Aidoo's novel is both a continuation of and a challenge to the well-known theme in African women's writing of women's suffering and confusion due to changing ideas of marriage and motherhood. These texts are written in different contexts, but they deal with a postcolonial reality where both customary and common law rules of marriage apply. In these texts one can discern a polarization of female characters into either the trope of the "suffering good wife" and that of the "cynical modern woman." Although Changes also employs what Florence Stratton terms "the convention of the paired women" (97), it introduces a new element into the discussion of different varieties of socially sanctioned or enforced intimate relations, that of their function in creating and perpetuating social and political structures. 1 The issue of marriage is thus taken beyond a concern with individual choice or morality to the question of how subjects are shaped and changed in changing societies.

The love story as myth and narration is crucially linked to the process of subject constitution and needs to be studied as one of the most central forms through which the individual comes into existence. The definition of self through frustrated desire is thus expressed in the form of a story that creates an identity and a life. This story of love, frustration, bewilderment, and betrayal is in itself part of changing power structures.

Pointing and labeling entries
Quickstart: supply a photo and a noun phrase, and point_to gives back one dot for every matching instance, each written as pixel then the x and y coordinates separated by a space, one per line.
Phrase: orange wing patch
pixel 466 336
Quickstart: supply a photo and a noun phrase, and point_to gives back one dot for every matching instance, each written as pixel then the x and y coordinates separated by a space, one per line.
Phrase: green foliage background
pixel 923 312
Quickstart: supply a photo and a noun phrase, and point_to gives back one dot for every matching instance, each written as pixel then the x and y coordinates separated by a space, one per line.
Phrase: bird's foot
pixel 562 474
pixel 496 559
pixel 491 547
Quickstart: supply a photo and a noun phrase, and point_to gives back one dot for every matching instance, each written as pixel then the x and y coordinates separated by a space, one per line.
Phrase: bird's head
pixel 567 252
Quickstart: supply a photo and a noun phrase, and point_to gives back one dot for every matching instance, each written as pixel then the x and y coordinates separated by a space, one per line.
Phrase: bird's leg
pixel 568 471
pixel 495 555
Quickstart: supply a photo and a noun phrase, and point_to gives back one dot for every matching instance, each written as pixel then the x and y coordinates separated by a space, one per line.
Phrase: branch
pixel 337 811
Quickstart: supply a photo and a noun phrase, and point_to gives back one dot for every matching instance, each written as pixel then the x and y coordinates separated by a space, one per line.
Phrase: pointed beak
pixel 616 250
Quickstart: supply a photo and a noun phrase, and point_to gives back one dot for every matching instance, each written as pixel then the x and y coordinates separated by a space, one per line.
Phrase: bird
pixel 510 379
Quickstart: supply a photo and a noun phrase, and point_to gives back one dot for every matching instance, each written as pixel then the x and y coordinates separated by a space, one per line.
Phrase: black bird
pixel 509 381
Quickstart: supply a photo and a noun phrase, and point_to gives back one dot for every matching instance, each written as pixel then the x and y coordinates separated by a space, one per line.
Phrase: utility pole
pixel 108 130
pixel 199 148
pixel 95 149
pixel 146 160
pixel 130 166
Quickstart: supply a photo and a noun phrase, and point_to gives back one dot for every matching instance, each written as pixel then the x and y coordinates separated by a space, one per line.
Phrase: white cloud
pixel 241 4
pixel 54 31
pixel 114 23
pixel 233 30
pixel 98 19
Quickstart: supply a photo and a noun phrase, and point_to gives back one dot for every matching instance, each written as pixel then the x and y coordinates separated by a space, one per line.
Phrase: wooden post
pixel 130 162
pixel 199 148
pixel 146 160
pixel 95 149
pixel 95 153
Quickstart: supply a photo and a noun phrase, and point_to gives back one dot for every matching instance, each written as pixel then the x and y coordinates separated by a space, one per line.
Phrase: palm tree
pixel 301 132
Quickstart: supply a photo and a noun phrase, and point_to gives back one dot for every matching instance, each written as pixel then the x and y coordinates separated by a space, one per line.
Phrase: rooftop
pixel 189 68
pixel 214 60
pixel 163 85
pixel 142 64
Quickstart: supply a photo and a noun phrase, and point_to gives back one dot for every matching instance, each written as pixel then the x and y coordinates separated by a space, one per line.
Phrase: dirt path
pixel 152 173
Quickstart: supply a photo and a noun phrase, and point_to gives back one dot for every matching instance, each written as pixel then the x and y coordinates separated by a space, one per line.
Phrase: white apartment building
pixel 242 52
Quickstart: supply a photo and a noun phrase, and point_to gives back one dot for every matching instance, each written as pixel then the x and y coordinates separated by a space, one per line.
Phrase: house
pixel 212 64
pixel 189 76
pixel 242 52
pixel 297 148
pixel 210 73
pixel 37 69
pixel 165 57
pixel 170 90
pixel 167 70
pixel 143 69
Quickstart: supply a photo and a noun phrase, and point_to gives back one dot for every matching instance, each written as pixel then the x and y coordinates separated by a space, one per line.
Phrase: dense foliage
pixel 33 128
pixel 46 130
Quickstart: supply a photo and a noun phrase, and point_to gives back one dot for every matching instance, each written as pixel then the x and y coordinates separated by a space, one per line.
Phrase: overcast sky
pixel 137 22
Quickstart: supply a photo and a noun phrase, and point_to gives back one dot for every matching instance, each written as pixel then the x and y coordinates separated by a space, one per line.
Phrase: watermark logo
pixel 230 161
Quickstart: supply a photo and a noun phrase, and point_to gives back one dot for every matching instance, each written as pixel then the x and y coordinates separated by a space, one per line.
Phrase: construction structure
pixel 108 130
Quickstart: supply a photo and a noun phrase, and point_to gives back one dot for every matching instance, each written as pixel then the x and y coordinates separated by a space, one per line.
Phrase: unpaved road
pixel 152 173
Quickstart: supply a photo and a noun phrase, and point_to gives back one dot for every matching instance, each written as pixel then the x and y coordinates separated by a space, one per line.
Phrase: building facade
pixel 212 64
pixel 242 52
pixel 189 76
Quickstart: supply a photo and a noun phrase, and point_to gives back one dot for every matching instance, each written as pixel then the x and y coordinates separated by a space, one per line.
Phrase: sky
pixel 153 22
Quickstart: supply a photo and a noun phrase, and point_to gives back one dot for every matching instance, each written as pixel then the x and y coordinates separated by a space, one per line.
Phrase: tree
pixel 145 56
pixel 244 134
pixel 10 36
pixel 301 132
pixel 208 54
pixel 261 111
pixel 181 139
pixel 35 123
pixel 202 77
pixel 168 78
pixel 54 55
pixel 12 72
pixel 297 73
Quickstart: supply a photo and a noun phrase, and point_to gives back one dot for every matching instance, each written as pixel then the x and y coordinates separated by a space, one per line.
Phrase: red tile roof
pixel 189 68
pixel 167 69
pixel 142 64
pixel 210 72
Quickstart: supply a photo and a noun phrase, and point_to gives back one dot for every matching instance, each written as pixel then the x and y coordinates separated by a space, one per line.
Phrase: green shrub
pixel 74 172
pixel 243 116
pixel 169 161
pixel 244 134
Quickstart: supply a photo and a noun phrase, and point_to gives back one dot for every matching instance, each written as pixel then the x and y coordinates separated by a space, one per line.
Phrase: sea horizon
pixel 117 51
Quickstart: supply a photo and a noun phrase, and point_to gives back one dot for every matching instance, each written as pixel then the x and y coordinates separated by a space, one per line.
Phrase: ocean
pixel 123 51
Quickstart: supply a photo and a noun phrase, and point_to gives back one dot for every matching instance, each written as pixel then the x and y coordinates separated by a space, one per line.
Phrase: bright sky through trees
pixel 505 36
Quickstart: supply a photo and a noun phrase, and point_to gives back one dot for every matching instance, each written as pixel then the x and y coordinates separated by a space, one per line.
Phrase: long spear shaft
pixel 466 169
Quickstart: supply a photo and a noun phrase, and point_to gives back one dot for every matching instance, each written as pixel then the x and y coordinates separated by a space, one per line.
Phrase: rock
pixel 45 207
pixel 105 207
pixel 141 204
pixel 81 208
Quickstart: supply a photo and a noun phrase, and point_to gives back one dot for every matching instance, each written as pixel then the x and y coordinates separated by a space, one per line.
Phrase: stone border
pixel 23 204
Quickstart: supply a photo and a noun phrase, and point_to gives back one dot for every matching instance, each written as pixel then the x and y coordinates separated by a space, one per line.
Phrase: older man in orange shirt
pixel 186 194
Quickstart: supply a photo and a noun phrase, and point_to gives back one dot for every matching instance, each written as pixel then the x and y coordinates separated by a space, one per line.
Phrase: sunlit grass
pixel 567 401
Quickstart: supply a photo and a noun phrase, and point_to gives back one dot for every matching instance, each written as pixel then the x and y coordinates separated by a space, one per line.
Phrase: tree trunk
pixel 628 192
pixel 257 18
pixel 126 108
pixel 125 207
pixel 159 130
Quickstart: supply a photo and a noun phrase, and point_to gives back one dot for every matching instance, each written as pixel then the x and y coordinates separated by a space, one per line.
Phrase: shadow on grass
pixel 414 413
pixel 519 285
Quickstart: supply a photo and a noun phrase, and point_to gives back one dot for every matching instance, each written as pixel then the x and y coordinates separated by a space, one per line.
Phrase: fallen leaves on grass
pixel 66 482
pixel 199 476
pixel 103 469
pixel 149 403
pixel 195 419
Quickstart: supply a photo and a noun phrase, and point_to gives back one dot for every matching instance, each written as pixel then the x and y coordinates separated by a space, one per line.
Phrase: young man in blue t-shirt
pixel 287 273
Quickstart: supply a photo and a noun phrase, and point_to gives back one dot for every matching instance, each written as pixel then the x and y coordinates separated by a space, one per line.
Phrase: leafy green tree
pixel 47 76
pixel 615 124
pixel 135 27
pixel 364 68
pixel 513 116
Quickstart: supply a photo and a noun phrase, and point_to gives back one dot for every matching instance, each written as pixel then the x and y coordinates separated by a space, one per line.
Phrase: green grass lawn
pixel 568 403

■ **DIRECTION A**: Reproduce the passage on Aidoo's Changes word for word, starting at "The love story" and ending at "changing power structures.".
■ **DIRECTION B**: Summarize the passage on Aidoo's Changes in two sentences.
■ **DIRECTION C**: Continue the passage on Aidoo's Changes from the point where it stops.
The items are material separate from the passage on Aidoo's Changes.

■ **EXERCISE RESPONSE A**:
The love story as myth and narration is crucially linked to the process of subject constitution and needs to be studied as one of the most central forms through which the individual comes into existence. The definition of self through frustrated desire is thus expressed in the form of a story that creates an identity and a life. This story of love, frustration, bewilderment, and betrayal is in itself part of changing power structures.

■ **EXERCISE RESPONSE B**: Aidoo's Changes both continues and challenges a familiar theme in African women's writing, women's suffering under changing ideas of marriage and motherhood. It moves the issue of marriage beyond individual choice or morality to how subjects are shaped in changing societies, and it treats the story of love, frustration, bewilderment, and betrayal as part of changing power structures.

■ **EXERCISE RESPONSE C**:
One of the most urgent issues in the world today—the spread of HIV—has now given a new dimension to this question of what it is a woman really wants. When the fastest growing group of AIDS victims are married women with no other sexual parners than their husband, the issue of women's sexual self-determination gains a new urgency. That a dependent wife is at high risk regardless of the social status of her husband is due [End Page 61] to the fact that her sexuality is seen as a commodity that is controlled by her husband. As Brooke Grundfest Schoepf argues:

Those who have reduced their risk most are women with negotiating strengths based on their capacity to support themselves and their dependents without resort to sex within or outside of marriage. Although the poor are at highest risk, the experience of married women dependent on wealthy husbands shows how ephemeral and transitory women's class position can be. (153)

In Ama Ata Aidoo's novel, the protagonist Esi Sekyi is raped by her husband. She makes a conscious decision to actually define the incident as "marital rape," knowing well that her act of naming totally redefines the idea of marriage to which most people around her adhere. In this common sense view, sex is one of the services that a husband demands from a wife. Esi Sekyi's process of redefinition is further...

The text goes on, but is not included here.